WHAT YOU SHOULD DO: Search the data below for the line containing "In the photo above, where can the potted", then please set down that line and all remaining ones exactly as written.

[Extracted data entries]
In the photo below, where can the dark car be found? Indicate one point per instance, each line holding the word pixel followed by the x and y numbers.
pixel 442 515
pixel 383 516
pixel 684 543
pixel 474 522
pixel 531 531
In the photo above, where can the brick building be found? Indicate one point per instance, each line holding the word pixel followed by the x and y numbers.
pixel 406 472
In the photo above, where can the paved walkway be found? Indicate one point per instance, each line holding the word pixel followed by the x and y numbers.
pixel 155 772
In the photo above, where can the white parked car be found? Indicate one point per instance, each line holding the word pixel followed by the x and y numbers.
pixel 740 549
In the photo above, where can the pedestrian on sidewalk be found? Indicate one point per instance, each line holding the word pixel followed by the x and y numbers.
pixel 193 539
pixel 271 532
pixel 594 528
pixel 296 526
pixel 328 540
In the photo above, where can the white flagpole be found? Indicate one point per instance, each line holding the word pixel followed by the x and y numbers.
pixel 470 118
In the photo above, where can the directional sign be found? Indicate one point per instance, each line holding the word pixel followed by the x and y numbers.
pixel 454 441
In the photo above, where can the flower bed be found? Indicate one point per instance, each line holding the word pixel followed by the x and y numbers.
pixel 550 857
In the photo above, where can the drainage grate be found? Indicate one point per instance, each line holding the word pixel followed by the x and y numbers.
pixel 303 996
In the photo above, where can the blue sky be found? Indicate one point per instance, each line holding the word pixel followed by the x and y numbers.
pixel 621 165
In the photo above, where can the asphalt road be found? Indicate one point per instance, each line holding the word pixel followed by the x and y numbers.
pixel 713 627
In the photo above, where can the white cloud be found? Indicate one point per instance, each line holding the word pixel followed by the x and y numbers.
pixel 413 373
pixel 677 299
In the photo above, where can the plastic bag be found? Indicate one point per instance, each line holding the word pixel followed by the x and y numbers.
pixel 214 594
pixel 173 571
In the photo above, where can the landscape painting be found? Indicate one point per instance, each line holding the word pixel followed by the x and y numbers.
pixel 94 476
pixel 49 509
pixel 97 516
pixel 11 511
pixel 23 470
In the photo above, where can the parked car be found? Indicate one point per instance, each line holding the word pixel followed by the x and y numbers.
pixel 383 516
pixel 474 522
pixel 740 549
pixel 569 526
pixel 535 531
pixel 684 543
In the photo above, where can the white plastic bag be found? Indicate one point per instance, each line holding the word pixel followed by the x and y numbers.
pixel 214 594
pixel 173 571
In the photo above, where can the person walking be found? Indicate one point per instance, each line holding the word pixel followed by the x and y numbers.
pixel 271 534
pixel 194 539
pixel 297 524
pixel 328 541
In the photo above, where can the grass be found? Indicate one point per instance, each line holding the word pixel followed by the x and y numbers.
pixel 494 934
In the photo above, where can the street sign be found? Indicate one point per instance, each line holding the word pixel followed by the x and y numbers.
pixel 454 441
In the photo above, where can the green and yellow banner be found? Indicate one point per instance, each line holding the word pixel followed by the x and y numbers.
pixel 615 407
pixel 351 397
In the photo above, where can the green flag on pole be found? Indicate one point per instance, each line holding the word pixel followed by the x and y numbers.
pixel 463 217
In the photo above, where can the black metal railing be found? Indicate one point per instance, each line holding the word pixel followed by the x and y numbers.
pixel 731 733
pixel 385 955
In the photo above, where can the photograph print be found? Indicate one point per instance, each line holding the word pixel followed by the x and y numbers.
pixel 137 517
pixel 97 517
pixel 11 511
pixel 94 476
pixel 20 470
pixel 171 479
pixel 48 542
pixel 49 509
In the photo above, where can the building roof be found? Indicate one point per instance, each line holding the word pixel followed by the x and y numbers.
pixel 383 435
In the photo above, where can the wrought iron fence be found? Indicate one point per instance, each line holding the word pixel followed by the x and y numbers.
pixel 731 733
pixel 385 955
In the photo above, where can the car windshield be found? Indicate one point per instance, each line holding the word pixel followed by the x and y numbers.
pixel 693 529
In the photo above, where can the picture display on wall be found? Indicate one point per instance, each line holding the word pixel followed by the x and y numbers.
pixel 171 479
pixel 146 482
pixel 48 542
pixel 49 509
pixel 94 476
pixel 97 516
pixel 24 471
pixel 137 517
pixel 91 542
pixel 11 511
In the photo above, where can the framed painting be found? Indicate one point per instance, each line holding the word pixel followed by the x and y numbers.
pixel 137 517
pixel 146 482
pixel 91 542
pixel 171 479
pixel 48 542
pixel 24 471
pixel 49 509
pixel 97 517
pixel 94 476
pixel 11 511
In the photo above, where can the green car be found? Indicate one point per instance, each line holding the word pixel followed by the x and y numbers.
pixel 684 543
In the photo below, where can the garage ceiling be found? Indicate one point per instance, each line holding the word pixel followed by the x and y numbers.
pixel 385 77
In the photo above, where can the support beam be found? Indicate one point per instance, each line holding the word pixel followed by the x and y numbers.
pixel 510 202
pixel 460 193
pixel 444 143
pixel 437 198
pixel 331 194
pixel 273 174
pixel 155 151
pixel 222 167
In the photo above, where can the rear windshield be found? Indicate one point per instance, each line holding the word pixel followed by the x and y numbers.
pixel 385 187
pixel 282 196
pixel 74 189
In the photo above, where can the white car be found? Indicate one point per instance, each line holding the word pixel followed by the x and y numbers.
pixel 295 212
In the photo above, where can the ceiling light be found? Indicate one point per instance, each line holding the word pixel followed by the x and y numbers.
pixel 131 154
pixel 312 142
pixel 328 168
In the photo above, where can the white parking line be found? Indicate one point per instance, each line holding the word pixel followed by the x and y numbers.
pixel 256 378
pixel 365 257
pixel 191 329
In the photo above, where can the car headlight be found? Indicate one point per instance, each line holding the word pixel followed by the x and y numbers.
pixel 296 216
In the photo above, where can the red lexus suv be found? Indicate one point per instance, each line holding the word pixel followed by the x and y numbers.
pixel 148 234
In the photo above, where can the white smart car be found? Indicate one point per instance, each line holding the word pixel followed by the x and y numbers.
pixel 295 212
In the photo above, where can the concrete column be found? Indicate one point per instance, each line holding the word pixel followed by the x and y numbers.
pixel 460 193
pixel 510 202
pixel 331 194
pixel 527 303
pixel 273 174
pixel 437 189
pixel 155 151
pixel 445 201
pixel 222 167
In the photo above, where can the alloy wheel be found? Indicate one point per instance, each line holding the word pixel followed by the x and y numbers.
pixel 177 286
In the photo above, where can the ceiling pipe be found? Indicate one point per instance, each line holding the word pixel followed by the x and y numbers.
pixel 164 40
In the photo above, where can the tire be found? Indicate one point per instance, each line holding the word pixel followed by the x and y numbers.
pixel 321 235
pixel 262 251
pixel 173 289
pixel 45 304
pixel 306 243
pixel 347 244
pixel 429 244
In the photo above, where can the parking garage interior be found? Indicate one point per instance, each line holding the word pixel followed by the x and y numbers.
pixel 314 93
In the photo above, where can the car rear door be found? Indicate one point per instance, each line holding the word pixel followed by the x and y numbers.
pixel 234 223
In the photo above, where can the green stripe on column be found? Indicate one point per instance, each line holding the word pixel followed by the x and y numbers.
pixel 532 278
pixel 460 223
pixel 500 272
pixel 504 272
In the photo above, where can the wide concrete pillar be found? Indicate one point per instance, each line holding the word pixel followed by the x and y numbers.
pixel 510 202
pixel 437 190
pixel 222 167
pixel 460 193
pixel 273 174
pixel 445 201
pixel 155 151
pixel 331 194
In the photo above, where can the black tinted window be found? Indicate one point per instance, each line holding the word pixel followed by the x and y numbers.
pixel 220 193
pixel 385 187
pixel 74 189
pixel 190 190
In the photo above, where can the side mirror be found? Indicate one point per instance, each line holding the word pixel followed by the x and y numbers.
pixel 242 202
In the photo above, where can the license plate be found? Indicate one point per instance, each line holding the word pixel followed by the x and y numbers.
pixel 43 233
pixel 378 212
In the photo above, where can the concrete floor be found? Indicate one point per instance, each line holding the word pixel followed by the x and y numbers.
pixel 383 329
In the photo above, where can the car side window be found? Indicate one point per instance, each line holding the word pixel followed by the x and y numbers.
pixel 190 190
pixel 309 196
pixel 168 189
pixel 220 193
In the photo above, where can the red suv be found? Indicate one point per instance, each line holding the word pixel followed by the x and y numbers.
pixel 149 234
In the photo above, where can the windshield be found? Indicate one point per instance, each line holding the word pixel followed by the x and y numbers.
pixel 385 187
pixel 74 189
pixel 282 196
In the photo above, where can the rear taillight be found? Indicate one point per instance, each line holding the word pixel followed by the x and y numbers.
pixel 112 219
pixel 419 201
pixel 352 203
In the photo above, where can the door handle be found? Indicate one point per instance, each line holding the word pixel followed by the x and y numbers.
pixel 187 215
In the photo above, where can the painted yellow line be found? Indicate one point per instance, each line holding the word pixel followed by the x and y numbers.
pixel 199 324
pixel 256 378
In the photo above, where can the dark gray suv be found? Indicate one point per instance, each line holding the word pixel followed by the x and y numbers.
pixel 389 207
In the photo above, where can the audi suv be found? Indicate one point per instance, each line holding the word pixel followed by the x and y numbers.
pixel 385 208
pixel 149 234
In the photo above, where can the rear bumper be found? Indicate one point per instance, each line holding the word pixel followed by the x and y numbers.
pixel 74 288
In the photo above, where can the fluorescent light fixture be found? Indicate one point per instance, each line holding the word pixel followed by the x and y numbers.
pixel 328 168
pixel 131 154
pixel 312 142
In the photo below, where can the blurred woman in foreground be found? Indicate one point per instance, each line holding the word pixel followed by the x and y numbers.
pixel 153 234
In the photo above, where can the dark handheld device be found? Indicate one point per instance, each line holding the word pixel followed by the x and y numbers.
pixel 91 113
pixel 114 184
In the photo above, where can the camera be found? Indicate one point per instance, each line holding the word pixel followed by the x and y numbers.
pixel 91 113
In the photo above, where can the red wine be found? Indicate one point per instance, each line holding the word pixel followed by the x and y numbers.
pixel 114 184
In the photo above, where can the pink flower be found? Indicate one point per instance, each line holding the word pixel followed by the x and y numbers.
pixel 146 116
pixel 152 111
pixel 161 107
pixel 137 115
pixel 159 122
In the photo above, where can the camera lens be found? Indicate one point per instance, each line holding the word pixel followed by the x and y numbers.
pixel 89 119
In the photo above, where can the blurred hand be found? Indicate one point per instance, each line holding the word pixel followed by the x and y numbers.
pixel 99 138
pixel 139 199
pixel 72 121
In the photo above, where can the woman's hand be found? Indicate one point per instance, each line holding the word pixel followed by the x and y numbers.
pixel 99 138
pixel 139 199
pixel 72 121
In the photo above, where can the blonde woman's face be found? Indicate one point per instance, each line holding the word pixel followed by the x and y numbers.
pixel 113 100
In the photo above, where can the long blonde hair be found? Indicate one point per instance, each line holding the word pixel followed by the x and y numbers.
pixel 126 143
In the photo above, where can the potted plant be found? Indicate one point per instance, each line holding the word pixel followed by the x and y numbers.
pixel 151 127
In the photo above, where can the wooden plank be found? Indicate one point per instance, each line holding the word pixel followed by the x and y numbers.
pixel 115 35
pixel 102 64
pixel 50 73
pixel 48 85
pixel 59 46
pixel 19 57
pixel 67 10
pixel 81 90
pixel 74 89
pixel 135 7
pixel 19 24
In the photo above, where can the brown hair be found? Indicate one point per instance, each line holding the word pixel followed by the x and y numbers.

ANSWER FOR THIS EXERCISE:
In the photo above, where can the potted plant be found? Indicate one point per instance, each line holding the word pixel followed by the x and y numbers.
pixel 151 127
In the photo above, where can the wooden plank be found? Indicate one point per instance, each line holding the word pixel followed by the x and y numbers.
pixel 115 35
pixel 102 64
pixel 50 73
pixel 48 85
pixel 59 46
pixel 19 57
pixel 67 10
pixel 81 90
pixel 74 89
pixel 135 7
pixel 19 24
In the photo above, where can the brown hair be found? Indicate one point per instance, each line holding the word pixel followed by the x and y numbers.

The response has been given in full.